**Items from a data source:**

────

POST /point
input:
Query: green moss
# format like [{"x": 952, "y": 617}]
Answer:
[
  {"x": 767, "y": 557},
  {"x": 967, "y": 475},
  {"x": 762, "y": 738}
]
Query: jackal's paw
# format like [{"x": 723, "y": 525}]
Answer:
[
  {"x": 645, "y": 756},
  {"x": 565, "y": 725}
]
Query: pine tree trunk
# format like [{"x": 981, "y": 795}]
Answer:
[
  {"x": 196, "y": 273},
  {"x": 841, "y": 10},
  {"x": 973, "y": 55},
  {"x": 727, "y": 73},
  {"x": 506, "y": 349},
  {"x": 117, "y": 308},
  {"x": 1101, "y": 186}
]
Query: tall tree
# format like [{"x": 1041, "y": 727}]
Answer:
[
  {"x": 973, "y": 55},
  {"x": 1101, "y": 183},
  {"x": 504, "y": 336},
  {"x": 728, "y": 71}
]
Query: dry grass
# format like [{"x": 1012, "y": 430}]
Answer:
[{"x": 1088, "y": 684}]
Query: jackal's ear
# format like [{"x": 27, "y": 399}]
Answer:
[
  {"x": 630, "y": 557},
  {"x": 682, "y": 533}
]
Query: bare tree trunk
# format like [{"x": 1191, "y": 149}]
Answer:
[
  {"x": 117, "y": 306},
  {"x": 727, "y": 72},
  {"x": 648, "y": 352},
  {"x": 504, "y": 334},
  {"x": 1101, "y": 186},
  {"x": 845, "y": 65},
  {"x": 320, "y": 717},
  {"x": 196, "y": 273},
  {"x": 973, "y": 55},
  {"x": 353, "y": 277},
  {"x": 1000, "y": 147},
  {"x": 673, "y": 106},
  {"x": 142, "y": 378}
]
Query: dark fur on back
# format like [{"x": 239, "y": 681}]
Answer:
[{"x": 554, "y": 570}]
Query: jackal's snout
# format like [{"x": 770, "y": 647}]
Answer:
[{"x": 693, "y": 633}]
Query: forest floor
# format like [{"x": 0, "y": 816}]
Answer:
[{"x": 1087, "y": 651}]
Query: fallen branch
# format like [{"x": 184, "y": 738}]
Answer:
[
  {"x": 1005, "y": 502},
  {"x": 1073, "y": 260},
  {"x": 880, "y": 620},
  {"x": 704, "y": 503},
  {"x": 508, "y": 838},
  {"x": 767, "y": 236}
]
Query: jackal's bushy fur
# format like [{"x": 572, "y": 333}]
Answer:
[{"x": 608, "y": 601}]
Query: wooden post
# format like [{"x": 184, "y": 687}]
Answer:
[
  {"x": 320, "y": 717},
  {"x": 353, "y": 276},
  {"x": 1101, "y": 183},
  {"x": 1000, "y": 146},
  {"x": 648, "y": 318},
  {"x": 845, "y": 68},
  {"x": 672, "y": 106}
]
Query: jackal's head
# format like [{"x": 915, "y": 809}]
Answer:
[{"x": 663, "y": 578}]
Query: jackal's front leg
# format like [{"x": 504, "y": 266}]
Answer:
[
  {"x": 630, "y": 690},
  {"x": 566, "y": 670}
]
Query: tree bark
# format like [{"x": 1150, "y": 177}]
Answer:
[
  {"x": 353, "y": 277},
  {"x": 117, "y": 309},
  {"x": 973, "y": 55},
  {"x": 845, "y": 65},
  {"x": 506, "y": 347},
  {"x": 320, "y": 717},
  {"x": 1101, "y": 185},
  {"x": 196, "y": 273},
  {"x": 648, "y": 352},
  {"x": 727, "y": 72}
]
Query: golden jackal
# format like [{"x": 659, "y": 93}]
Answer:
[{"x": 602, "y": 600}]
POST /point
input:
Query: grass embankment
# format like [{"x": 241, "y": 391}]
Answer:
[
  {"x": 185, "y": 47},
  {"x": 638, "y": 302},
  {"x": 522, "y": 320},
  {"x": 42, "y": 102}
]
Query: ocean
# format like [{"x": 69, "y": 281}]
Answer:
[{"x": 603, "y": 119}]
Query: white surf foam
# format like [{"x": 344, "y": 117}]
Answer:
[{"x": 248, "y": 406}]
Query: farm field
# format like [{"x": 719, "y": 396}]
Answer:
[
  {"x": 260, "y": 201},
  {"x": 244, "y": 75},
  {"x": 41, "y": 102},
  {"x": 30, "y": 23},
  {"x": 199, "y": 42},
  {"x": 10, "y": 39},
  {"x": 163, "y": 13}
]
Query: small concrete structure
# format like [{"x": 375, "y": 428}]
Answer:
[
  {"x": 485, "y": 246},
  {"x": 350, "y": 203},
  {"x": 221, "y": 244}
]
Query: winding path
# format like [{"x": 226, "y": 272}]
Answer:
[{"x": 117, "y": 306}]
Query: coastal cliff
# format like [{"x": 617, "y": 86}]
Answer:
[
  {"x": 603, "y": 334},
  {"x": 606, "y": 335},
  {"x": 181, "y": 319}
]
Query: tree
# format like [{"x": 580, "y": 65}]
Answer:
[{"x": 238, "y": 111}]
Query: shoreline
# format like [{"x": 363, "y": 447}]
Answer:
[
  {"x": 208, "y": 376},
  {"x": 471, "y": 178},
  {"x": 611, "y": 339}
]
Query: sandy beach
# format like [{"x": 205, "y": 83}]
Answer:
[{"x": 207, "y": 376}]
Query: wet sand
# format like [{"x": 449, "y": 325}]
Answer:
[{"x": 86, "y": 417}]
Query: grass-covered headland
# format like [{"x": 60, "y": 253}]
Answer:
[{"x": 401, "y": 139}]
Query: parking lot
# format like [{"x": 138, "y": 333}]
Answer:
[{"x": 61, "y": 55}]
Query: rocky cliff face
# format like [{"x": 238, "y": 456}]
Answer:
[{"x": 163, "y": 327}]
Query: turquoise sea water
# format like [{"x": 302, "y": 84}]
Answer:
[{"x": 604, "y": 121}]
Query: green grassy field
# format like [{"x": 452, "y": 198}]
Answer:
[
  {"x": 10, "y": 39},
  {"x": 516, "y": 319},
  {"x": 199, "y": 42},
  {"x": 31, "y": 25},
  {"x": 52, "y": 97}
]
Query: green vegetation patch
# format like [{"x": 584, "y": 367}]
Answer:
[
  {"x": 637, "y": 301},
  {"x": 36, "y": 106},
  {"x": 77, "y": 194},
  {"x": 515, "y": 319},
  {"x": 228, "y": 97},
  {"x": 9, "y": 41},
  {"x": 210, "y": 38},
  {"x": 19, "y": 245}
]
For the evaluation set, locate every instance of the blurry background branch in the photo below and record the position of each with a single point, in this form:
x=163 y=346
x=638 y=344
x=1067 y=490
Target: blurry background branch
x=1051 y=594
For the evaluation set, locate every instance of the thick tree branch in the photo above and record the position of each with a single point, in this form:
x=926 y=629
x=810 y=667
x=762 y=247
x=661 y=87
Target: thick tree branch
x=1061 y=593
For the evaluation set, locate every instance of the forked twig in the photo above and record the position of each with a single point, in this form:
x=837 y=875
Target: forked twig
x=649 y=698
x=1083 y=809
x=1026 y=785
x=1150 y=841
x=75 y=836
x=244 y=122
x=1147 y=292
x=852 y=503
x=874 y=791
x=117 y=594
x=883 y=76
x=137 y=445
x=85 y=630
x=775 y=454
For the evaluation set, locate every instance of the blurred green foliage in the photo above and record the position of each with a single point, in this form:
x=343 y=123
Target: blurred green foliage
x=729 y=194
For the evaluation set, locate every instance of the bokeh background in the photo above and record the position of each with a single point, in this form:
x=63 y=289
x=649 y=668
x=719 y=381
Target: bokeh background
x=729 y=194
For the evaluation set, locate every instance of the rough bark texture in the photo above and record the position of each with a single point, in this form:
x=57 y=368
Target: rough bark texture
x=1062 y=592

────

Please reproduce each line exactly as written.

**Task response:**
POST /point
input:
Query: green moss
# format like [{"x": 952, "y": 617}]
Answer:
[
  {"x": 767, "y": 557},
  {"x": 967, "y": 475},
  {"x": 762, "y": 738}
]
Query: jackal's paw
# format like [{"x": 723, "y": 525}]
Answer:
[
  {"x": 645, "y": 756},
  {"x": 565, "y": 725}
]
Query: pine tree trunk
# format like [{"x": 981, "y": 795}]
Answer:
[
  {"x": 196, "y": 273},
  {"x": 841, "y": 10},
  {"x": 973, "y": 55},
  {"x": 727, "y": 73},
  {"x": 506, "y": 349},
  {"x": 117, "y": 308},
  {"x": 1101, "y": 186}
]
Query: tall tree
# format like [{"x": 1041, "y": 727}]
Answer:
[
  {"x": 973, "y": 55},
  {"x": 1101, "y": 183},
  {"x": 504, "y": 336},
  {"x": 728, "y": 71}
]
Query: dry grass
# format like [{"x": 1012, "y": 430}]
Answer:
[{"x": 1088, "y": 684}]
Query: jackal's ear
# format like [{"x": 27, "y": 399}]
Answer:
[
  {"x": 630, "y": 557},
  {"x": 682, "y": 533}
]
Query: bare tree trunk
# format like [{"x": 1191, "y": 149}]
Answer:
[
  {"x": 117, "y": 306},
  {"x": 727, "y": 72},
  {"x": 648, "y": 352},
  {"x": 504, "y": 334},
  {"x": 1101, "y": 186},
  {"x": 845, "y": 65},
  {"x": 320, "y": 717},
  {"x": 196, "y": 273},
  {"x": 973, "y": 55},
  {"x": 353, "y": 277},
  {"x": 1000, "y": 147},
  {"x": 673, "y": 106},
  {"x": 142, "y": 378}
]
Query: dark fur on back
# format like [{"x": 239, "y": 681}]
Answer:
[{"x": 554, "y": 570}]
Query: jackal's snout
# format like [{"x": 770, "y": 647}]
Answer:
[{"x": 693, "y": 633}]
Query: forest floor
# format like [{"x": 0, "y": 816}]
Answer:
[{"x": 1087, "y": 651}]
Query: fallen branch
# format like [{"x": 184, "y": 738}]
Answer:
[
  {"x": 1005, "y": 502},
  {"x": 1073, "y": 260},
  {"x": 880, "y": 620},
  {"x": 704, "y": 503},
  {"x": 508, "y": 838},
  {"x": 767, "y": 236}
]
Query: jackal's bushy fur
# format like [{"x": 572, "y": 333}]
Answer:
[{"x": 608, "y": 601}]
Query: wooden post
# format like [{"x": 184, "y": 687}]
Answer:
[
  {"x": 320, "y": 717},
  {"x": 353, "y": 276},
  {"x": 1101, "y": 183},
  {"x": 1000, "y": 146},
  {"x": 648, "y": 318},
  {"x": 845, "y": 68},
  {"x": 672, "y": 106}
]
Query: jackal's head
# format like [{"x": 915, "y": 809}]
Answer:
[{"x": 663, "y": 578}]
Query: jackal's front leg
# format like [{"x": 504, "y": 266}]
Answer:
[
  {"x": 630, "y": 690},
  {"x": 566, "y": 670}
]
Query: tree bark
# format like [{"x": 1150, "y": 177}]
Answer:
[
  {"x": 353, "y": 277},
  {"x": 117, "y": 309},
  {"x": 973, "y": 55},
  {"x": 845, "y": 65},
  {"x": 506, "y": 347},
  {"x": 320, "y": 717},
  {"x": 1101, "y": 185},
  {"x": 196, "y": 273},
  {"x": 648, "y": 352},
  {"x": 727, "y": 72}
]
Query: golden jackal
# format like [{"x": 659, "y": 93}]
Answer:
[{"x": 602, "y": 600}]
POST /point
input:
Query: grass embankment
# format like [{"x": 241, "y": 391}]
Answer:
[
  {"x": 185, "y": 47},
  {"x": 638, "y": 302},
  {"x": 522, "y": 320},
  {"x": 42, "y": 102}
]
Query: ocean
# format like [{"x": 69, "y": 281}]
Answer:
[{"x": 603, "y": 119}]
Query: white surf foam
# format like [{"x": 344, "y": 117}]
Answer:
[{"x": 248, "y": 406}]
Query: farm field
# format like [{"x": 719, "y": 396}]
Answer:
[
  {"x": 260, "y": 201},
  {"x": 244, "y": 75},
  {"x": 41, "y": 102},
  {"x": 30, "y": 23},
  {"x": 199, "y": 42},
  {"x": 10, "y": 39},
  {"x": 163, "y": 13}
]
Query: small concrete structure
# format like [{"x": 375, "y": 428}]
Answer:
[
  {"x": 485, "y": 246},
  {"x": 350, "y": 203},
  {"x": 221, "y": 244}
]
Query: winding path
# format like [{"x": 226, "y": 272}]
Answer:
[{"x": 117, "y": 306}]
Query: coastal cliff
# format like [{"x": 617, "y": 86}]
Answer:
[
  {"x": 603, "y": 334},
  {"x": 606, "y": 335},
  {"x": 181, "y": 319}
]
Query: tree
# format like [{"x": 580, "y": 65}]
Answer:
[{"x": 238, "y": 111}]
Query: shoreline
# format like [{"x": 363, "y": 447}]
Answer:
[
  {"x": 208, "y": 376},
  {"x": 471, "y": 178},
  {"x": 611, "y": 339}
]
Query: sandy beach
# format like [{"x": 205, "y": 83}]
Answer:
[{"x": 207, "y": 376}]
Query: wet sand
# format like [{"x": 449, "y": 325}]
Answer:
[{"x": 86, "y": 417}]
Query: grass-covered headland
# format like [{"x": 60, "y": 253}]
Answer:
[{"x": 401, "y": 139}]
Query: parking lot
# format like [{"x": 138, "y": 333}]
Answer:
[{"x": 61, "y": 55}]
Query: rocky cliff face
# format like [{"x": 238, "y": 456}]
Answer:
[{"x": 163, "y": 327}]
Query: turquoise sea water
# format like [{"x": 302, "y": 84}]
Answer:
[{"x": 604, "y": 121}]
Query: green grassy field
# format like [{"x": 452, "y": 198}]
Answer:
[
  {"x": 10, "y": 39},
  {"x": 516, "y": 319},
  {"x": 199, "y": 42},
  {"x": 31, "y": 25},
  {"x": 52, "y": 97}
]
Query: green vegetation patch
# format like [{"x": 584, "y": 367}]
Answer:
[
  {"x": 637, "y": 301},
  {"x": 36, "y": 106},
  {"x": 77, "y": 194},
  {"x": 515, "y": 319},
  {"x": 228, "y": 97},
  {"x": 9, "y": 41},
  {"x": 210, "y": 38},
  {"x": 19, "y": 245}
]
For the evaluation set, locate every instance of the blurry background branch in the photo below and record the position of each with a single point, in this form:
x=163 y=346
x=638 y=344
x=1067 y=490
Target: blurry background branch
x=1051 y=594
For the evaluation set, locate every instance of the thick tree branch in the photo above and record the position of each with a single point, in this form:
x=926 y=629
x=810 y=667
x=762 y=247
x=661 y=87
Target: thick tree branch
x=1061 y=593
For the evaluation set, locate every instance of the forked twig in the photo above and record the position of each with a single point, in this form:
x=837 y=875
Target: forked twig
x=649 y=698
x=1083 y=809
x=1026 y=785
x=1150 y=841
x=75 y=836
x=244 y=122
x=1147 y=292
x=852 y=503
x=874 y=791
x=117 y=594
x=883 y=76
x=137 y=445
x=85 y=630
x=775 y=454
For the evaluation set, locate every instance of the blurred green foliage in the photo above and record the position of each with a single point, in this form:
x=343 y=123
Target: blurred green foliage
x=729 y=194
For the evaluation set, locate every instance of the bokeh background in the photo above and record the position of each with a single point, in this form:
x=63 y=289
x=649 y=668
x=719 y=381
Target: bokeh background
x=729 y=194
For the evaluation set, locate every instance of the rough bark texture in the photo above and record the position of each with a single point, in this form:
x=57 y=368
Target: rough bark texture
x=1062 y=592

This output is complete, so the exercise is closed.